:: GIVEN DATA ::
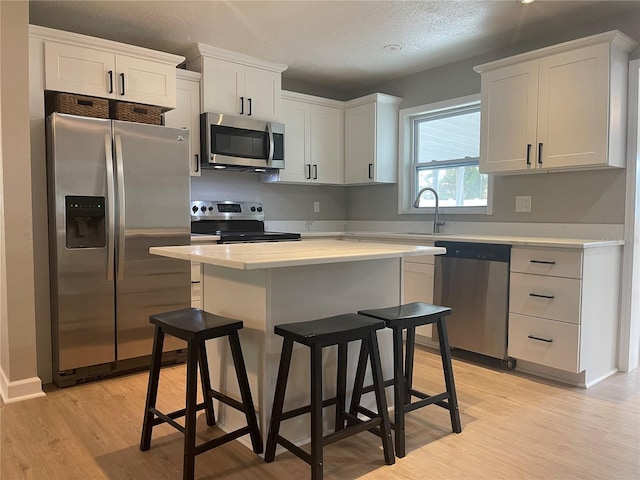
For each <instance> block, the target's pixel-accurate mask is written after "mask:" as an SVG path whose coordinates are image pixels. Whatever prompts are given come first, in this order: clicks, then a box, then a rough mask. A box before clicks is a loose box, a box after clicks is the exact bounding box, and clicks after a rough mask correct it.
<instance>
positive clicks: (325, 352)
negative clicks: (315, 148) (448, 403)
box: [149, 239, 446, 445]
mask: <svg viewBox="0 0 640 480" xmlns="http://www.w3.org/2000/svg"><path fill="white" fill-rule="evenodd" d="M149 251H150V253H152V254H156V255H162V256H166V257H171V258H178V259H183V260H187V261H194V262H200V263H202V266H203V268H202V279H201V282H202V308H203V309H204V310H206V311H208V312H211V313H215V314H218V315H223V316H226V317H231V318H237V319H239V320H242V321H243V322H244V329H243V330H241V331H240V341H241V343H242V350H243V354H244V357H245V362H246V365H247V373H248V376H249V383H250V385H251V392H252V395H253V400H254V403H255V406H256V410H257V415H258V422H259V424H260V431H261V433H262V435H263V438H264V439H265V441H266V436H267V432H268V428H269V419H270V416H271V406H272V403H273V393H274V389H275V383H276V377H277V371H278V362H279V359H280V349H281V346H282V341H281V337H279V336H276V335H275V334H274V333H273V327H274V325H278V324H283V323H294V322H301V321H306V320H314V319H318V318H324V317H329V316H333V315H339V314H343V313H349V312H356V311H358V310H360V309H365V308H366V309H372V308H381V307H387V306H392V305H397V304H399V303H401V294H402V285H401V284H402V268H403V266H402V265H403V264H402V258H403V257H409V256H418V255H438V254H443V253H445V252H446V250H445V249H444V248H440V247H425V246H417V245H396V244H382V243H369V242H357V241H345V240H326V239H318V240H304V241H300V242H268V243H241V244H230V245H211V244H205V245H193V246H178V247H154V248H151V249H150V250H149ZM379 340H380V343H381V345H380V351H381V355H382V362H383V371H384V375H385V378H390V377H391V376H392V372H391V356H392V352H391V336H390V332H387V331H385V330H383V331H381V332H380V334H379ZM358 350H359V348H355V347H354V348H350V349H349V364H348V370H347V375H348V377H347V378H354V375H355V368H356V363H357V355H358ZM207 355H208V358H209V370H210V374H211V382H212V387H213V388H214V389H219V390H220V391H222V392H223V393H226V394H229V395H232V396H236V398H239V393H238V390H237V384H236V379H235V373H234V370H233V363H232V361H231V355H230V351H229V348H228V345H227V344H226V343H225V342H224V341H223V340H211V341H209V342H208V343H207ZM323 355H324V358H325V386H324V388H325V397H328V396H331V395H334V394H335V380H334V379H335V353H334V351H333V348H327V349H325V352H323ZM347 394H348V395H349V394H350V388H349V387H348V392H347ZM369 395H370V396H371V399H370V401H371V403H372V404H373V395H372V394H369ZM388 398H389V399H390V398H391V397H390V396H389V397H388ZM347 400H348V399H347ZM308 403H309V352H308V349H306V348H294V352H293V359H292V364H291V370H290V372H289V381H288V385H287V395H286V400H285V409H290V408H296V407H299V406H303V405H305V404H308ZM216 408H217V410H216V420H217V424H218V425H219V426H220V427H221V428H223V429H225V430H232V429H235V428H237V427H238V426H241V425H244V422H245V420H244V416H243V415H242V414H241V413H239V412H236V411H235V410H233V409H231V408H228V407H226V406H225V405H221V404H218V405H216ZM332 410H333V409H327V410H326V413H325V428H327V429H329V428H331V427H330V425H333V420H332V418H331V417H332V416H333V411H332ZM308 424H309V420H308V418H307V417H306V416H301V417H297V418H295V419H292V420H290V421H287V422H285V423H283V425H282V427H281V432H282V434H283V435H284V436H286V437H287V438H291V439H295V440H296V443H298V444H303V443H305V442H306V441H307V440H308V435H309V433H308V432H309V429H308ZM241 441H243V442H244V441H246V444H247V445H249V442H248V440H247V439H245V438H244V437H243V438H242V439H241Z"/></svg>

:: WORK TO BE COMPLETED ::
Give back the listing exactly, without a single picture.

:: SOLUTION TO THE EXERCISE ::
For each <instance> block, the target's pixel-accurate mask is written after "mask:" as an SVG path whose coordinates are image pixels. Whatever prompts are given come first, in this order: clicks, then a box, then a rough mask. A box before clicks is a loose box, a box after clicks is the exact bounding box, and clicks after a rough mask correct it.
<instance>
positive clicks: (325, 352)
negative clicks: (315, 148) (448, 403)
box: [149, 239, 446, 445]
mask: <svg viewBox="0 0 640 480" xmlns="http://www.w3.org/2000/svg"><path fill="white" fill-rule="evenodd" d="M149 251H150V253H152V254H156V255H162V256H166V257H171V258H178V259H183V260H187V261H194V262H200V263H202V266H203V268H202V279H201V282H202V308H203V309H204V310H206V311H208V312H211V313H215V314H218V315H223V316H226V317H231V318H237V319H239V320H242V321H243V322H244V329H243V330H241V331H240V341H241V343H242V350H243V354H244V357H245V362H246V365H247V373H248V376H249V383H250V385H251V392H252V395H253V400H254V403H255V406H256V410H257V415H258V422H259V424H260V431H261V433H262V435H263V438H264V439H265V441H266V436H267V432H268V428H269V419H270V416H271V406H272V403H273V393H274V389H275V383H276V377H277V371H278V362H279V359H280V349H281V346H282V341H281V337H279V336H276V335H275V334H274V333H273V327H274V325H278V324H283V323H294V322H301V321H306V320H314V319H318V318H324V317H329V316H333V315H339V314H343V313H349V312H356V311H358V310H360V309H365V308H366V309H372V308H381V307H387V306H392V305H397V304H399V303H401V294H402V285H401V284H402V268H403V266H402V265H403V264H402V258H403V257H409V256H418V255H438V254H443V253H445V252H446V250H445V249H444V248H440V247H425V246H417V245H396V244H382V243H369V242H357V241H345V240H326V239H318V240H304V241H300V242H268V243H241V244H230V245H211V244H205V245H193V246H178V247H154V248H151V249H150V250H149ZM379 340H380V343H381V345H380V351H381V355H382V362H383V371H384V375H385V378H390V377H391V376H392V372H391V356H392V352H391V336H390V332H387V331H385V330H383V331H381V332H380V334H379ZM358 350H359V348H355V347H354V348H350V349H349V364H348V370H347V375H348V377H347V378H354V375H355V368H356V363H357V355H358ZM207 355H208V358H209V370H210V374H211V382H212V387H213V388H214V389H219V390H220V391H222V392H223V393H226V394H229V395H232V396H236V398H239V393H238V390H237V384H236V379H235V373H234V370H233V363H232V361H231V355H230V351H229V348H228V345H227V344H226V343H225V342H224V341H223V340H211V341H209V342H208V343H207ZM323 355H324V358H325V386H324V388H325V397H328V396H331V395H334V394H335V380H334V379H335V353H334V351H333V348H327V349H325V352H323ZM347 394H348V395H349V394H350V388H349V387H348V392H347ZM369 395H370V396H371V399H370V401H371V403H372V404H373V395H372V394H369ZM388 398H389V399H390V398H391V397H390V396H389V397H388ZM347 400H348V399H347ZM308 403H309V352H308V349H306V348H294V352H293V359H292V364H291V370H290V372H289V381H288V385H287V395H286V400H285V409H290V408H296V407H299V406H303V405H305V404H308ZM216 408H217V410H216V420H217V424H218V425H219V426H220V427H221V428H223V429H225V430H232V429H235V428H237V427H238V426H241V425H244V422H245V420H244V416H243V415H242V414H241V413H239V412H236V411H235V410H233V409H231V408H228V407H226V406H225V405H221V404H218V405H216ZM332 410H333V409H327V410H326V413H325V428H327V429H329V428H331V427H330V425H333V420H332V418H331V417H332V416H333V411H332ZM308 424H309V420H308V418H307V417H306V416H301V417H297V418H295V419H292V420H290V421H287V422H285V423H283V425H282V427H281V432H282V434H283V435H284V436H286V437H287V438H291V439H295V440H296V443H298V444H303V443H305V442H306V441H307V440H308V435H309V433H308V432H309V429H308ZM241 441H243V442H244V441H246V444H247V445H249V442H248V440H247V439H245V438H244V437H243V438H242V439H241Z"/></svg>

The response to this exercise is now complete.